[Region pointing data]

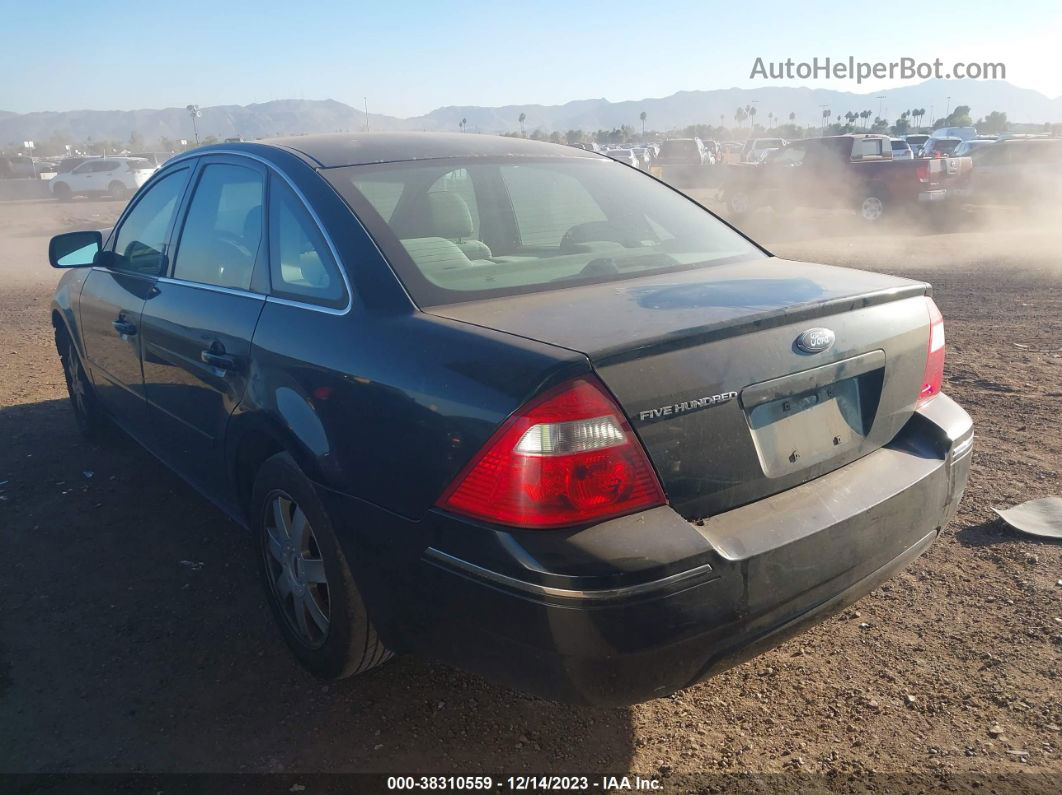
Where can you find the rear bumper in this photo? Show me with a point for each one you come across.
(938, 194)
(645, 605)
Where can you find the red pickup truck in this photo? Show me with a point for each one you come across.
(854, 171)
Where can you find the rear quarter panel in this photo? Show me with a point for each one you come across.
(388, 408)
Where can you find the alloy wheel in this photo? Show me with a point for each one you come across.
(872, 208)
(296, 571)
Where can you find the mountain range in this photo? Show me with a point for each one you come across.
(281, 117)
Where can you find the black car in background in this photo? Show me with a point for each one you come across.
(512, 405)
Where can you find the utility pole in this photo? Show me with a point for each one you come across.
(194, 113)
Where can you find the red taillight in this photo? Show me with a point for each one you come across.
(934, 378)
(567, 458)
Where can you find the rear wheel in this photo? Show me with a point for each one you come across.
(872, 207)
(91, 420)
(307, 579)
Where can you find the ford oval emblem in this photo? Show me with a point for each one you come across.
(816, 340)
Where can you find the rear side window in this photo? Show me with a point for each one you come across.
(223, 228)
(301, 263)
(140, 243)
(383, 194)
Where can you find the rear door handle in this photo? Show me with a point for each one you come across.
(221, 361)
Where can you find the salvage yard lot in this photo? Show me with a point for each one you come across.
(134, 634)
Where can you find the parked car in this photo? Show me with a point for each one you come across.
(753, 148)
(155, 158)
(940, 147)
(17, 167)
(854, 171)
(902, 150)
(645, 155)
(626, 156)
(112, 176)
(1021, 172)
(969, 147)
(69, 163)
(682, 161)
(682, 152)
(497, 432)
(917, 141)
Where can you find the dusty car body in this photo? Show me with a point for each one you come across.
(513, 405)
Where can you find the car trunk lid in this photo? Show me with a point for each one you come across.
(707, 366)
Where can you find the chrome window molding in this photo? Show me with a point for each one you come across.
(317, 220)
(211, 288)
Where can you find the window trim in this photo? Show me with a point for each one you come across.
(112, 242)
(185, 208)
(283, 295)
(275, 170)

* * *

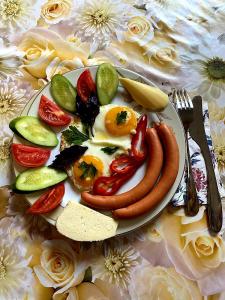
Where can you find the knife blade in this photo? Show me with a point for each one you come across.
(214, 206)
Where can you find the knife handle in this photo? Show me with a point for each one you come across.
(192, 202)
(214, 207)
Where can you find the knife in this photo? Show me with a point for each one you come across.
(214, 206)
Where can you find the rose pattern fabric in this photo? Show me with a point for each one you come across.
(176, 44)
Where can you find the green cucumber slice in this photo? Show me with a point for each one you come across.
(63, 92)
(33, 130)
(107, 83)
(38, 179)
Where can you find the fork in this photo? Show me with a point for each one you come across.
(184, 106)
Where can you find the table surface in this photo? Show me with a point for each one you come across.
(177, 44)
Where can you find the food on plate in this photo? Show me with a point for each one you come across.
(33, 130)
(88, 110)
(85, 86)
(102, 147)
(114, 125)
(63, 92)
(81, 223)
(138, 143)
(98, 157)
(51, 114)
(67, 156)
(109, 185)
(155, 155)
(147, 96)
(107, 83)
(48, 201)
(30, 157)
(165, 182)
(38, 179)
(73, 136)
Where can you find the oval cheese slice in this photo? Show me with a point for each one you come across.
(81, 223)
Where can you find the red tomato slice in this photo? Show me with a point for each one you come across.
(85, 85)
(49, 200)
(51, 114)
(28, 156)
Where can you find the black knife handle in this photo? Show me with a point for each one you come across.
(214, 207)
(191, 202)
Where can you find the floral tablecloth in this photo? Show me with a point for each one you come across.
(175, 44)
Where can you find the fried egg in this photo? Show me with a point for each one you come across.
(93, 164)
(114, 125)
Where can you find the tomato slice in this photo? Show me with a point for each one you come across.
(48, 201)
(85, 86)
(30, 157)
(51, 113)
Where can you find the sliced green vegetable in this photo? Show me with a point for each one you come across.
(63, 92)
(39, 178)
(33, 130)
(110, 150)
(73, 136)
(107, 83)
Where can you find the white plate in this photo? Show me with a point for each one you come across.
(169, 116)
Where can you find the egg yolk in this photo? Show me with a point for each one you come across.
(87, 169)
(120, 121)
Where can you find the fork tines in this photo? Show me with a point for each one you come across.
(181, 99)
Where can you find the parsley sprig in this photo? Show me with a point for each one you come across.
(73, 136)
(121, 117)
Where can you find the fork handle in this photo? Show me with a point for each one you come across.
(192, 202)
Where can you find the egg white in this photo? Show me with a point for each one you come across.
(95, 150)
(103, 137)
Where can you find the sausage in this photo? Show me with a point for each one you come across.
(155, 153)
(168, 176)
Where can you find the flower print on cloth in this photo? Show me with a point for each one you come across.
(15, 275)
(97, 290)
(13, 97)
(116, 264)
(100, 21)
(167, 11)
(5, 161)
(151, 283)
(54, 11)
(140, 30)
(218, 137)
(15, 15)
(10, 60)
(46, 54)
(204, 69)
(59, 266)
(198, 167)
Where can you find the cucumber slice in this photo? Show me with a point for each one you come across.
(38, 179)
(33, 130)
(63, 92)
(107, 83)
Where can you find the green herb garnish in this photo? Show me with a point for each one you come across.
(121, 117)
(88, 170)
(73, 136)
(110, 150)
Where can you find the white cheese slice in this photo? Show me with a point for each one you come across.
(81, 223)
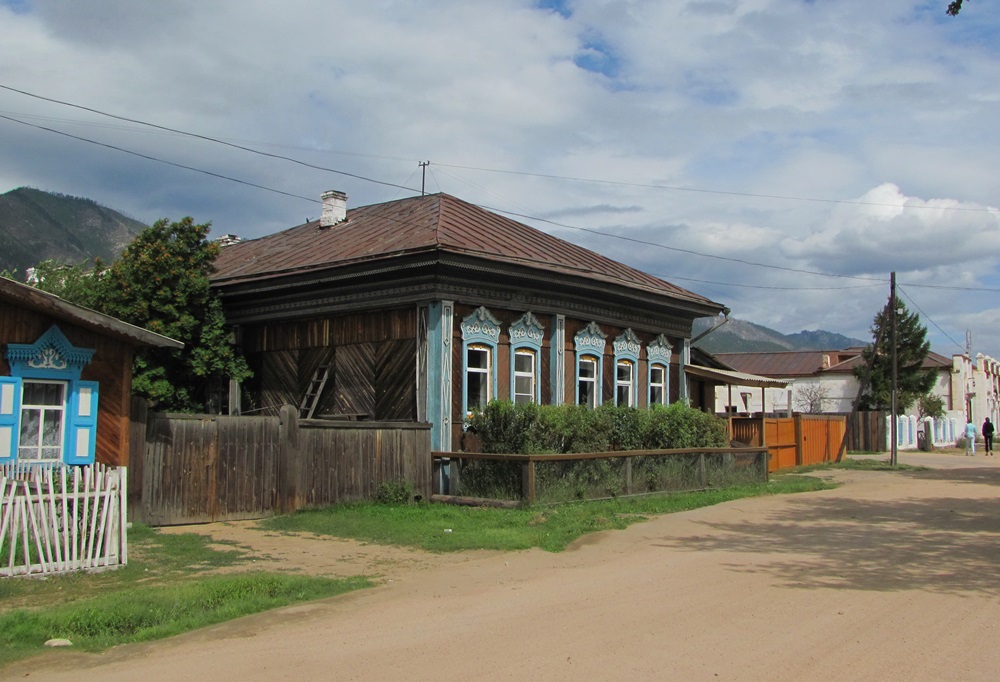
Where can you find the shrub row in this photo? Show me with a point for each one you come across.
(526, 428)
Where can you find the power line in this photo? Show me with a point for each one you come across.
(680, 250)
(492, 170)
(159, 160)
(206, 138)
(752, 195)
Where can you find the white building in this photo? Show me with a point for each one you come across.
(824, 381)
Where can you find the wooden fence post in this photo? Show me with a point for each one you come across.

---

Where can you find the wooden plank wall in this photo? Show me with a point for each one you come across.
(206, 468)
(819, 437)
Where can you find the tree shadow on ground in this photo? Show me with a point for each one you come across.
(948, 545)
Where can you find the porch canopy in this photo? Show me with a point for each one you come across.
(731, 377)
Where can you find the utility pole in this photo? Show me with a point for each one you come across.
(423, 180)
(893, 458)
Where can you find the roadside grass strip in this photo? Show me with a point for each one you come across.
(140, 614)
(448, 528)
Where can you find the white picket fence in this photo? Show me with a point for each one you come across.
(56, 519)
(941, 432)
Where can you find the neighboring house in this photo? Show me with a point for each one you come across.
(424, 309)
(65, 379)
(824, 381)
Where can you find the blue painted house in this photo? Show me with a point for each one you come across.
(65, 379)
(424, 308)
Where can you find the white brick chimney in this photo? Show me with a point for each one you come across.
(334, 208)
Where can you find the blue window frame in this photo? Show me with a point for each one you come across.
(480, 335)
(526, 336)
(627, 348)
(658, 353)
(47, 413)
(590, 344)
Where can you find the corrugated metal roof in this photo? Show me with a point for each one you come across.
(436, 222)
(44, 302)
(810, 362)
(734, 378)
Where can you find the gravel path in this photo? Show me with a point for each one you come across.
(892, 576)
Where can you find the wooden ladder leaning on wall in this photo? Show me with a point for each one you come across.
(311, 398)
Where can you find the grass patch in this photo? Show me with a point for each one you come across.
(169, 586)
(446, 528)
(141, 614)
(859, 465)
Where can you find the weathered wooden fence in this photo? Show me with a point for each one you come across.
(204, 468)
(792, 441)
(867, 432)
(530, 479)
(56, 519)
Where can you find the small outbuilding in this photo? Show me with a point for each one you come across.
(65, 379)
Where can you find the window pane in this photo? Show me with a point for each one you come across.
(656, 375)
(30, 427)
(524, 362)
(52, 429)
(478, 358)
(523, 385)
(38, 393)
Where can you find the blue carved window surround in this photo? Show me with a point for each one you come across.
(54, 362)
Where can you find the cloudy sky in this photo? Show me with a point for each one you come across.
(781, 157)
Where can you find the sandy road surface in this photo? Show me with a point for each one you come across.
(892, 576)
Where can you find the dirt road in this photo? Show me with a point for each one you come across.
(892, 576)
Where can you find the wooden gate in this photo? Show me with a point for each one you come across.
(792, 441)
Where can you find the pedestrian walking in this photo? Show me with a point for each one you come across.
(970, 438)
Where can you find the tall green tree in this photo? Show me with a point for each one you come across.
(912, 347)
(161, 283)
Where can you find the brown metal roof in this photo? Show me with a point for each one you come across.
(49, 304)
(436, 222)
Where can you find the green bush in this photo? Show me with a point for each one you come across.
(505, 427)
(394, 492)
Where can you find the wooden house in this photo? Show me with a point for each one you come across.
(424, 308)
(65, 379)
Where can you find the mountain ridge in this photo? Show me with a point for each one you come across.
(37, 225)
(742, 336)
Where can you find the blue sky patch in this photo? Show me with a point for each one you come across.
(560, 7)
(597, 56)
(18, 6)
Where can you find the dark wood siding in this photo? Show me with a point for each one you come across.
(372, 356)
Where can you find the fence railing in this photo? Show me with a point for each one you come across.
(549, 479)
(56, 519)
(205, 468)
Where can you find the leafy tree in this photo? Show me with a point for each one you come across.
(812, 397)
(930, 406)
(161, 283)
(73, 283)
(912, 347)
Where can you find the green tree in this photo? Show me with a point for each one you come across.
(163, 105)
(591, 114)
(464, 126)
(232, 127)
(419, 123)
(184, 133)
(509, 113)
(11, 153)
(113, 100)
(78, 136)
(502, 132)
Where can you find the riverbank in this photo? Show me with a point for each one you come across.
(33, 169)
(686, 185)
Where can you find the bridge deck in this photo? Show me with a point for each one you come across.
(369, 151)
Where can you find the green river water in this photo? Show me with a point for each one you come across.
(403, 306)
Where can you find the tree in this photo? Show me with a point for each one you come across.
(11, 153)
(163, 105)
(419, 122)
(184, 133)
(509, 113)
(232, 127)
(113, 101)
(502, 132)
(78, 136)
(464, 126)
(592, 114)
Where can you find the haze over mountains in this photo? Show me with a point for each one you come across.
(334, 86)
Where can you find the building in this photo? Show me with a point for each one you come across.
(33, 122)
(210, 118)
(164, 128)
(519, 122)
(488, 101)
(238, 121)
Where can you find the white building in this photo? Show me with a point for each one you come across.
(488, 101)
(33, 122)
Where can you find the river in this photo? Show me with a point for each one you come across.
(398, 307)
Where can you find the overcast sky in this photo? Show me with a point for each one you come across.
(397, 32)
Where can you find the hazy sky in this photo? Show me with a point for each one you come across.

■ WHAT IS REQUIRED:
Transcribe only the lines above that start at the line containing "Where can you find the parsley" and end at the line containing "Where can you find the wooden fence". Omit pictures.

■ WRITTEN SOLUTION:
Where can you find the parsley sprig in this photo? Show me with a point for each one you come across.
(73, 136)
(121, 117)
Where can you find the fork handle in this photo? Show me with a point for each one you come across.
(192, 202)
Where can you find the egg white in this photo? Show me with a point for each one you come across.
(95, 150)
(103, 137)
Where can you find the sausage in this photo? Show me with a point for each one you come across.
(155, 153)
(168, 176)
Where can you find the flower print on cloth in this photo? Show me with a point for each one you come across.
(15, 275)
(97, 290)
(13, 97)
(116, 264)
(100, 21)
(167, 11)
(5, 161)
(151, 283)
(54, 11)
(140, 30)
(218, 137)
(15, 15)
(10, 60)
(46, 54)
(204, 69)
(59, 266)
(198, 167)
Where can you find the cucumber slice in this photo? Show me with a point for each one you come across.
(38, 179)
(33, 130)
(63, 92)
(107, 83)
Where can you find the green herb garnish in this photo? Show me with a point for each one you come across.
(121, 117)
(88, 170)
(73, 136)
(110, 150)
Where can you find the white cheese slice in this photo? Show me with a point for each one you come across.
(81, 223)
Where can you find the shrub row in this photo? Show me with a point for each one you come across.
(526, 428)
Where can you find the power line in this photo? Show me with a point for each one you come across.
(680, 250)
(492, 170)
(159, 160)
(206, 138)
(752, 195)
Where can you find the white building in this photo? Show me with a point for each one you come across.
(824, 381)
Where can you find the wooden fence post in this photo? Show me with a point for each one you come across.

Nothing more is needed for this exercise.